● Point-per-instance localization data:
= = = = =

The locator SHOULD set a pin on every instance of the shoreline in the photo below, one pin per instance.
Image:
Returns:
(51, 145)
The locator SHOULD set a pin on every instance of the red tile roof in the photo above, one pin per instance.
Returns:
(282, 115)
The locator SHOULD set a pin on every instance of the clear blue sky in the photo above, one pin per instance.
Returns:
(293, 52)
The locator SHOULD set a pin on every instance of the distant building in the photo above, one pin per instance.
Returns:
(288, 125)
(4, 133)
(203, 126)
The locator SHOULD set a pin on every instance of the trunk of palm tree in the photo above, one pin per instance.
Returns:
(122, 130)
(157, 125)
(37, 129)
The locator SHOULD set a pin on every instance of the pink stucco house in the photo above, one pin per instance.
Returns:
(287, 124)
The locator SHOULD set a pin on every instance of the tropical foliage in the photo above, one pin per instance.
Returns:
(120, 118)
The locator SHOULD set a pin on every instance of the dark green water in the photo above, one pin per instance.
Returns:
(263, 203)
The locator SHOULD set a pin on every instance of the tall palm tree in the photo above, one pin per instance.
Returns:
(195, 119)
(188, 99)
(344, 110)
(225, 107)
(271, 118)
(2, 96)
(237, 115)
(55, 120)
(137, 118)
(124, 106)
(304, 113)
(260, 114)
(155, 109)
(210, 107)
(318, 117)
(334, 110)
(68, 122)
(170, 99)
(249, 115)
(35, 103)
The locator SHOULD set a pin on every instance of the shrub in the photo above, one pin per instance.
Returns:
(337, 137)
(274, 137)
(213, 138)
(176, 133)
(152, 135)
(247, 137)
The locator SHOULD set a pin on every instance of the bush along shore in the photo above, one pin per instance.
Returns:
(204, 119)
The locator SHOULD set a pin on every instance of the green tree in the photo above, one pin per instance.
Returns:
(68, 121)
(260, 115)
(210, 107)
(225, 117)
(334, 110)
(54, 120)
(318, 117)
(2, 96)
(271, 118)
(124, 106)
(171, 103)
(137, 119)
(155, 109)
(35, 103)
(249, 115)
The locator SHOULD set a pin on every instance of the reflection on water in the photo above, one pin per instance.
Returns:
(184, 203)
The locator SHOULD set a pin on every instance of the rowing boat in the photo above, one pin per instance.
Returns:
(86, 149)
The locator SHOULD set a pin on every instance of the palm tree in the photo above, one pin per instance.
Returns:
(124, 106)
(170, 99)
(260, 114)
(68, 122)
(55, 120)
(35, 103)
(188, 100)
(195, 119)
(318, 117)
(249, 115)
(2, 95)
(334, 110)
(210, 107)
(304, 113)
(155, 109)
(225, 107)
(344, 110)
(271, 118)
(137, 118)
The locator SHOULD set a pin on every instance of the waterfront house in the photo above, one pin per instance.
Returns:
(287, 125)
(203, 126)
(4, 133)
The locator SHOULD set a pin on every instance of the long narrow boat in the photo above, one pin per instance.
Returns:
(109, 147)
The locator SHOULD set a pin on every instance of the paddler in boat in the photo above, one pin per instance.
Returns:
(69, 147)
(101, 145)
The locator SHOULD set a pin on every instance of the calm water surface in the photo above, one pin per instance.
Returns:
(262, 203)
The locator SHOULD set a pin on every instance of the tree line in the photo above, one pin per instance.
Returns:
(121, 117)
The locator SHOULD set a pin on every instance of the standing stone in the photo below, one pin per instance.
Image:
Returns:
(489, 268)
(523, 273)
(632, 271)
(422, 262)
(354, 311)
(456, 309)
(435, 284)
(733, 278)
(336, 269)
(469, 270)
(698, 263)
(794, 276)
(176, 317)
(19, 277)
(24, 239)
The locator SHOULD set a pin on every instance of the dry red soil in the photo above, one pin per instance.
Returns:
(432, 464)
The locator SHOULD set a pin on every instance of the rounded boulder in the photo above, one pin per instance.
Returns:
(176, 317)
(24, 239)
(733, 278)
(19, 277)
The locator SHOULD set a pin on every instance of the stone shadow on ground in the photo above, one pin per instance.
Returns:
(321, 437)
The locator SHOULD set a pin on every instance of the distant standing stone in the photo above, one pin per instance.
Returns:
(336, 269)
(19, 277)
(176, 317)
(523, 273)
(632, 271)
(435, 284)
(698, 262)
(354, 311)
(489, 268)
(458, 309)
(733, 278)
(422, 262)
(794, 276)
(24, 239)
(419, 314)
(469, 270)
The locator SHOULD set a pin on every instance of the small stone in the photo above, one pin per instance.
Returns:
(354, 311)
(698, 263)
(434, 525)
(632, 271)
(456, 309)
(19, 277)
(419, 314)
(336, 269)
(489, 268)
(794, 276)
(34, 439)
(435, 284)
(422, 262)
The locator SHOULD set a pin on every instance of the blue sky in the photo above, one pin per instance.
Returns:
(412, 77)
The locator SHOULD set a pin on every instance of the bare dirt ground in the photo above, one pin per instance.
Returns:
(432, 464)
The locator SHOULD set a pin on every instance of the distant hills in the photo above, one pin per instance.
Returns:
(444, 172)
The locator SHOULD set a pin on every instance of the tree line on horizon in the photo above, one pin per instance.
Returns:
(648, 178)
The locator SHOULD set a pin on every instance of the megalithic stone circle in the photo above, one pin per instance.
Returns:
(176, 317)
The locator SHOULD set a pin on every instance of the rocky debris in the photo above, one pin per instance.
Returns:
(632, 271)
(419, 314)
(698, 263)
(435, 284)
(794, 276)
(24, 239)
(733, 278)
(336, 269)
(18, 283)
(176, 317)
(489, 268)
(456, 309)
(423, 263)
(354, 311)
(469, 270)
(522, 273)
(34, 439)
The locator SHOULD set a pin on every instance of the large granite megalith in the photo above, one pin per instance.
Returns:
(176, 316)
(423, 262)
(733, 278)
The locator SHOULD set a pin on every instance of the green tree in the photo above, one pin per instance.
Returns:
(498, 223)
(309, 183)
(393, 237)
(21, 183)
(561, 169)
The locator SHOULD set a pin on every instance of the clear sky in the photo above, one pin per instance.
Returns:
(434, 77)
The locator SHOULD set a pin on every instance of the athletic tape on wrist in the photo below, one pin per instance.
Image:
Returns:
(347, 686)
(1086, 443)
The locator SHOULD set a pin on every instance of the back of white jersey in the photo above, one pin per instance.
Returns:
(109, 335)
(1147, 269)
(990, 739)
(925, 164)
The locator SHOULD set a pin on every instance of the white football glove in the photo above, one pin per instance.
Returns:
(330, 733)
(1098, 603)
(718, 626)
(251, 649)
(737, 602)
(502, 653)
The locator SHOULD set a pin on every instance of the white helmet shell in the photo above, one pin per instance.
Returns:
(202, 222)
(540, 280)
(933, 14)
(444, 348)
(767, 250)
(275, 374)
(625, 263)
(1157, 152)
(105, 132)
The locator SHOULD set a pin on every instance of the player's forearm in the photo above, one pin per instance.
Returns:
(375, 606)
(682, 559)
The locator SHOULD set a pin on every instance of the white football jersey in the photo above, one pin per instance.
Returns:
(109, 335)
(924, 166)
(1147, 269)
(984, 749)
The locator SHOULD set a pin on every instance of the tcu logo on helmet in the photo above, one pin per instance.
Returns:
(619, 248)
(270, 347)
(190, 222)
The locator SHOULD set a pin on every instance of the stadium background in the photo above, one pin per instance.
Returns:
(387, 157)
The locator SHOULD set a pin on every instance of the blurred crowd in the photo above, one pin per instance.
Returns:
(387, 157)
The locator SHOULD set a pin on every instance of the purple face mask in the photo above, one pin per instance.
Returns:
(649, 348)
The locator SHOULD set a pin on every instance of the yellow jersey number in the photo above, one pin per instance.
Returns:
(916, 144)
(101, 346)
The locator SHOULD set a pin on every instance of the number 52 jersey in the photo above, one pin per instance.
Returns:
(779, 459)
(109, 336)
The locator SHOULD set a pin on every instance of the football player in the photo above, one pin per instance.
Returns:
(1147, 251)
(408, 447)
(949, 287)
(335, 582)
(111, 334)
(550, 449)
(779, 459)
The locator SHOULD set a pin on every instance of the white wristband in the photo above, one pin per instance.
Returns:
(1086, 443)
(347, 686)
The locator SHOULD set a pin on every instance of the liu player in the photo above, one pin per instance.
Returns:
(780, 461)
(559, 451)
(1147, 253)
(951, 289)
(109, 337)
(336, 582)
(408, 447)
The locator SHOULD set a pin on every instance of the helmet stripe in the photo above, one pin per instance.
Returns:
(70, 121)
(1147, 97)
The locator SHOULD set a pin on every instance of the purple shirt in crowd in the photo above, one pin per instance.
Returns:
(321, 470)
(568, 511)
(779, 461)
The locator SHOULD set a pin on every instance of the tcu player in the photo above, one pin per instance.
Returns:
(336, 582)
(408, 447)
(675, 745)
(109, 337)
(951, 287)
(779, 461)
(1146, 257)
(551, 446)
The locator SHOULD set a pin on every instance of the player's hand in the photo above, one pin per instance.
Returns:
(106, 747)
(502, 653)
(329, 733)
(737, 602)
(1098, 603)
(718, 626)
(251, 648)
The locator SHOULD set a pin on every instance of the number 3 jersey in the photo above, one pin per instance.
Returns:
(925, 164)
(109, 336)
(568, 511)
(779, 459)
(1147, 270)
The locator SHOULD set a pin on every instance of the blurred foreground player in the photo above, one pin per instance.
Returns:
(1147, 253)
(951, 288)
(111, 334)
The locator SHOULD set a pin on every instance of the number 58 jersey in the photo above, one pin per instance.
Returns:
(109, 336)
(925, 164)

= = = = =

Where the string "blue" turns up in a line of the data above, copy that whole line.

● Solved exercise:
The locator SHOULD set a pin on every instance of the clear blue sky in the photo above, one pin per instance.
The locator SHOULD set a pin on every instance of the blue sky in the photo above, one pin per instance.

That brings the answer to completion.